* **Material provided**
────────────────────

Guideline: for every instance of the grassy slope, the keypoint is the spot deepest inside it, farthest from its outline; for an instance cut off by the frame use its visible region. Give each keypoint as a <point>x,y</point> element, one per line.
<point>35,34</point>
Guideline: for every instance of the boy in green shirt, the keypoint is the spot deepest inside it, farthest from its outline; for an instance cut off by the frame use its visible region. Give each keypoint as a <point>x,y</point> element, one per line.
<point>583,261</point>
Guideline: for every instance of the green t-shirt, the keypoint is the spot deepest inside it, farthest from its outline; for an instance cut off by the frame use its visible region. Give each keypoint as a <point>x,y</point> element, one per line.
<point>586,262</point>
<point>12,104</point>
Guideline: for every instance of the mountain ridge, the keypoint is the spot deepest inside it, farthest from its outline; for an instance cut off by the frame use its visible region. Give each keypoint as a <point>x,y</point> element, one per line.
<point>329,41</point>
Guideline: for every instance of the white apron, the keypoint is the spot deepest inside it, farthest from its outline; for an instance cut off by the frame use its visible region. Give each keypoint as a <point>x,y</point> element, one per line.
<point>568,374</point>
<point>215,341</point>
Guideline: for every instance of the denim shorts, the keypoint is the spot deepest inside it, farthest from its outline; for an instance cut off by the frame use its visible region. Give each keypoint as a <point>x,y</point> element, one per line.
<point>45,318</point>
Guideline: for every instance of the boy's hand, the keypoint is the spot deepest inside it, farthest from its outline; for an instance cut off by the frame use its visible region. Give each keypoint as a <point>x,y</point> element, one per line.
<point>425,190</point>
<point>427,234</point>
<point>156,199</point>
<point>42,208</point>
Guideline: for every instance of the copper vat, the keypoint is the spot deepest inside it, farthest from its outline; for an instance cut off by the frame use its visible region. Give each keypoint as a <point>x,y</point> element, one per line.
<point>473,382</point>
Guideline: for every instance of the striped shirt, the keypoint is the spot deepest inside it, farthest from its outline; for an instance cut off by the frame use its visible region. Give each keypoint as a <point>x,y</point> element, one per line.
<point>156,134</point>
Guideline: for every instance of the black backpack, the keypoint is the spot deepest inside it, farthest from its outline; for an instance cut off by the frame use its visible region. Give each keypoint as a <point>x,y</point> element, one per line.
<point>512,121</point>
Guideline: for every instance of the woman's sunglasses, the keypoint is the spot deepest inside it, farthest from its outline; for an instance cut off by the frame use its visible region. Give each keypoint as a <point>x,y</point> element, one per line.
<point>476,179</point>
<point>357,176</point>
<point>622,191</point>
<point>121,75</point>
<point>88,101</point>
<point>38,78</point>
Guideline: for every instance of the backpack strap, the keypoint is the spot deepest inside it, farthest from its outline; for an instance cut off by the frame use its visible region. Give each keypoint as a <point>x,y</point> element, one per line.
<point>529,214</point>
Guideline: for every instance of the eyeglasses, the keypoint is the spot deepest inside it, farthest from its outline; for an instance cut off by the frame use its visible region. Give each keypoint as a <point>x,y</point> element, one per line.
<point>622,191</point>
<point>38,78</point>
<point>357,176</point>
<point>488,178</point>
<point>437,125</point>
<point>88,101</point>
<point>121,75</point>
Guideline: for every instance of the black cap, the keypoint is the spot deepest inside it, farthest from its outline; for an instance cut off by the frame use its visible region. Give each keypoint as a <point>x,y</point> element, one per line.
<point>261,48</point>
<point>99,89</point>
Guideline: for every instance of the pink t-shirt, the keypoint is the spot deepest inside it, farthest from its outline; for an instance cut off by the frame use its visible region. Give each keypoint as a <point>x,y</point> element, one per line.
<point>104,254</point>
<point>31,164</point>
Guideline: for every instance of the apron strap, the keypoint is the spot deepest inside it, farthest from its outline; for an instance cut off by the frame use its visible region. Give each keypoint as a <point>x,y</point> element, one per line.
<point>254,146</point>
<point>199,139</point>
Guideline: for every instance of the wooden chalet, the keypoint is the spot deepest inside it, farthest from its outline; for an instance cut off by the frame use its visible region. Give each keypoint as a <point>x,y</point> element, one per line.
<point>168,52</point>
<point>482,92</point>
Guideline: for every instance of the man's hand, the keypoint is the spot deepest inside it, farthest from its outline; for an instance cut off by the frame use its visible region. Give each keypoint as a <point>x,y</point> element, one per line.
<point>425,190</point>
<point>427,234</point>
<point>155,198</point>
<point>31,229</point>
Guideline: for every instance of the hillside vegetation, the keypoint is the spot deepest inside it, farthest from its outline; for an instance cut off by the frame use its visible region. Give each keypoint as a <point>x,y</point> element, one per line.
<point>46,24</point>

────────────────────

* **What is being asked**
Restate the tail of the listing word for word, beginning at the line containing "Guideline: for every instance of the apron".

* **Response**
Guideline: for every instance of the apron strap, the keypoint is the spot deepest inside it, farthest from its outline; for an instance cut off by the frame use its visible region. Give each keypoint as a <point>x,y</point> element, one per line.
<point>254,146</point>
<point>199,139</point>
Guideline: for every instance of the wooden chalet, the keypoint is the spot deepest inside it, farthest from its outline; for an instance cut off by the frame use its visible region. Give each keypoint as a <point>x,y</point> element, one per line.
<point>168,52</point>
<point>482,92</point>
Guideline: for every instance of the man's hand, the keypoint is the spot deepest inside it, farthest from its outline; for an instance cut off by the frame use its visible region. Give each keypoint as a <point>x,y</point> element, one per line.
<point>425,190</point>
<point>427,234</point>
<point>155,198</point>
<point>31,229</point>
Guideline: for every instance of the hillside vegetation, the keypoint is the spot deepest inside it, farthest from its outline; for an instance cut off by the frame use its visible region. Give each keypoint as a <point>x,y</point> element, one per line.
<point>46,24</point>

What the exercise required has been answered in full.